*GOAL*. Turn every line of the items below into a Markdown table with two columns, n for the row number and Line for the line itself. Leave out any blank lines.

---------- DATASET RECORDS

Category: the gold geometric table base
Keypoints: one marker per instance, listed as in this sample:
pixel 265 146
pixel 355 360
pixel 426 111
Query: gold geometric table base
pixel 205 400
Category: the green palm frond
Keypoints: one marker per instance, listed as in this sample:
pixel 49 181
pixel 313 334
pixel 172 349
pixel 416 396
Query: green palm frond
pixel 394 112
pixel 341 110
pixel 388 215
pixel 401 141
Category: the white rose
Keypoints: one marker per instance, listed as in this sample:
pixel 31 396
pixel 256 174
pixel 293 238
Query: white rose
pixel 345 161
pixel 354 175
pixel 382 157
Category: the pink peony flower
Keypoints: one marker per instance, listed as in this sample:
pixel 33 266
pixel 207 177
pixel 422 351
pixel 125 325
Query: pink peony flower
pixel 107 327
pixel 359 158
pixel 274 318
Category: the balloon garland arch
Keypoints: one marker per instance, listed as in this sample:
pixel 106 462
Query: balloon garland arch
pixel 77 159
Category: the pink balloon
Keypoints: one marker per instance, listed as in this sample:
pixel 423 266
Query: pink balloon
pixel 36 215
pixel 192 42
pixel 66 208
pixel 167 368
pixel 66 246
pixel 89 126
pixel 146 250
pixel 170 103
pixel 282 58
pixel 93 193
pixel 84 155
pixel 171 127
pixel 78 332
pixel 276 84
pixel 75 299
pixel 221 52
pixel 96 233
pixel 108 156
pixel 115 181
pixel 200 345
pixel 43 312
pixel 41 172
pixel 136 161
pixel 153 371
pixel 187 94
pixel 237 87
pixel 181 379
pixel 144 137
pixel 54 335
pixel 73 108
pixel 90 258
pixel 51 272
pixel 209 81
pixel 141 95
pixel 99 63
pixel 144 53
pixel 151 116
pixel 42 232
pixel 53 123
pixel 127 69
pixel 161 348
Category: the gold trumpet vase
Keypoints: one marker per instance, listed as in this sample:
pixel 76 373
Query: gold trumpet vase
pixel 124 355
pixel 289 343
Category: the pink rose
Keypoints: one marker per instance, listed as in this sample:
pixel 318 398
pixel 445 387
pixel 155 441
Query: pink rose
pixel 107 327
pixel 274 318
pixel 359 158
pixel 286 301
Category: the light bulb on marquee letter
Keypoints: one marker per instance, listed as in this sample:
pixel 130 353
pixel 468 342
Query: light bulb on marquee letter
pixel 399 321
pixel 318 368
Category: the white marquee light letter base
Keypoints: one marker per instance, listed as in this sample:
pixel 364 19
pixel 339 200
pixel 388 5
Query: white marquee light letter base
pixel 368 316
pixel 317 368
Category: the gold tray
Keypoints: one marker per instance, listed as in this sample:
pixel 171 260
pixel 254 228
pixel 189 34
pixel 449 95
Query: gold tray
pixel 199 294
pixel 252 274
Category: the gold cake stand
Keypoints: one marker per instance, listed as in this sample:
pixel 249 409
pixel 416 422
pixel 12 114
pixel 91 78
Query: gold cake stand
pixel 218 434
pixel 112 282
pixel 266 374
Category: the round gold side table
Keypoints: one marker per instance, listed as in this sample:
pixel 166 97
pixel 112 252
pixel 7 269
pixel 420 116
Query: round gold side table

--------------------

*FULL SOLUTION*.
| n | Line |
|---|---|
| 1 | Category: the gold geometric table base |
| 2 | Keypoints: one marker per instance, listed as in this sample: |
| 3 | pixel 265 146 |
| 4 | pixel 355 360 |
| 5 | pixel 426 111 |
| 6 | Query: gold geometric table base |
| 7 | pixel 205 400 |
| 8 | Category: the green palm frond |
| 9 | Keypoints: one marker per instance, listed as in this sample: |
| 10 | pixel 49 181 |
| 11 | pixel 313 334 |
| 12 | pixel 172 349 |
| 13 | pixel 416 396 |
| 14 | Query: green palm frond |
| 15 | pixel 394 112 |
| 16 | pixel 341 110 |
| 17 | pixel 388 215 |
| 18 | pixel 401 141 |
| 19 | Category: the white rose |
| 20 | Keypoints: one marker per instance, listed as in this sample: |
| 21 | pixel 31 396 |
| 22 | pixel 256 174 |
| 23 | pixel 293 238 |
| 24 | Query: white rose |
| 25 | pixel 345 161 |
| 26 | pixel 354 175 |
| 27 | pixel 382 157 |
| 28 | Category: the pink peony flower |
| 29 | Keypoints: one marker per instance, listed as in this sample: |
| 30 | pixel 33 266 |
| 31 | pixel 207 177 |
| 32 | pixel 422 351 |
| 33 | pixel 125 325 |
| 34 | Query: pink peony flower |
| 35 | pixel 107 327 |
| 36 | pixel 359 158 |
| 37 | pixel 274 318 |
| 38 | Category: the balloon garland arch |
| 39 | Keypoints: one marker per instance, listed as in this sample: |
| 40 | pixel 106 462 |
| 41 | Query: balloon garland arch |
| 42 | pixel 77 159 |
| 43 | Category: the pink balloon |
| 44 | Keypoints: one marker per instance, listed as in this sample: |
| 45 | pixel 423 266 |
| 46 | Query: pink balloon |
| 47 | pixel 36 215 |
| 48 | pixel 192 42 |
| 49 | pixel 66 208 |
| 50 | pixel 167 368 |
| 51 | pixel 66 246 |
| 52 | pixel 89 126 |
| 53 | pixel 146 250 |
| 54 | pixel 170 103 |
| 55 | pixel 282 58 |
| 56 | pixel 93 193 |
| 57 | pixel 84 155 |
| 58 | pixel 171 127 |
| 59 | pixel 78 332 |
| 60 | pixel 276 84 |
| 61 | pixel 75 299 |
| 62 | pixel 221 52 |
| 63 | pixel 96 233 |
| 64 | pixel 108 156 |
| 65 | pixel 115 181 |
| 66 | pixel 200 345 |
| 67 | pixel 43 312 |
| 68 | pixel 41 172 |
| 69 | pixel 136 161 |
| 70 | pixel 153 371 |
| 71 | pixel 187 94 |
| 72 | pixel 237 87 |
| 73 | pixel 181 379 |
| 74 | pixel 144 137 |
| 75 | pixel 54 335 |
| 76 | pixel 73 108 |
| 77 | pixel 90 258 |
| 78 | pixel 51 272 |
| 79 | pixel 209 81 |
| 80 | pixel 141 95 |
| 81 | pixel 99 63 |
| 82 | pixel 144 53 |
| 83 | pixel 151 116 |
| 84 | pixel 42 232 |
| 85 | pixel 53 123 |
| 86 | pixel 127 69 |
| 87 | pixel 161 348 |
| 88 | Category: the gold trumpet vase |
| 89 | Keypoints: one marker per instance, listed as in this sample: |
| 90 | pixel 76 373 |
| 91 | Query: gold trumpet vase |
| 92 | pixel 124 355 |
| 93 | pixel 289 343 |
| 94 | Category: the pink rose |
| 95 | Keypoints: one marker per instance, listed as in this sample: |
| 96 | pixel 318 398 |
| 97 | pixel 445 387 |
| 98 | pixel 155 441 |
| 99 | Query: pink rose |
| 100 | pixel 107 327 |
| 101 | pixel 274 318 |
| 102 | pixel 359 158 |
| 103 | pixel 286 301 |
| 104 | Category: the light bulb on marquee letter |
| 105 | Keypoints: one marker per instance, listed as in this sample: |
| 106 | pixel 130 353 |
| 107 | pixel 468 342 |
| 108 | Query: light bulb on marquee letter |
| 109 | pixel 399 321 |
| 110 | pixel 318 368 |
| 111 | Category: the white marquee light letter base |
| 112 | Keypoints: one marker per instance, listed as in this sample: |
| 113 | pixel 364 19 |
| 114 | pixel 339 200 |
| 115 | pixel 388 5 |
| 116 | Query: white marquee light letter base |
| 117 | pixel 368 316 |
| 118 | pixel 317 368 |
| 119 | Category: the gold tray |
| 120 | Keypoints: one marker per instance, listed as in this sample: |
| 121 | pixel 171 260 |
| 122 | pixel 254 228 |
| 123 | pixel 189 34 |
| 124 | pixel 449 95 |
| 125 | Query: gold tray |
| 126 | pixel 199 294 |
| 127 | pixel 252 274 |
| 128 | Category: the gold cake stand |
| 129 | Keypoints: one marker per instance, listed as in this sample: |
| 130 | pixel 249 409 |
| 131 | pixel 416 422 |
| 132 | pixel 12 114 |
| 133 | pixel 91 78 |
| 134 | Query: gold cake stand |
| 135 | pixel 218 434 |
| 136 | pixel 112 282 |
| 137 | pixel 266 374 |
| 138 | Category: the round gold side table |
| 139 | Keypoints: one marker per instance, listed as in this sample: |
| 140 | pixel 166 97 |
| 141 | pixel 112 252 |
| 142 | pixel 7 269 |
| 143 | pixel 420 116 |
| 144 | Query: round gold side table |